▶ **EXERCISE PROMPT**
Each record is to be transcribed exactly.

▶ **RECORD LIST**
┄┄┄┄┄┄┄┄┄┄
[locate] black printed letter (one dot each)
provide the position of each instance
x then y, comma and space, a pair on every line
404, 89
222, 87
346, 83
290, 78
┄┄┄┄┄┄┄┄┄┄
▶ **TASK RESPONSE**
[locate] black printed letter (one dot each)
provide the position of each instance
x then y, comma and space, a pair on every line
404, 89
222, 87
346, 83
290, 78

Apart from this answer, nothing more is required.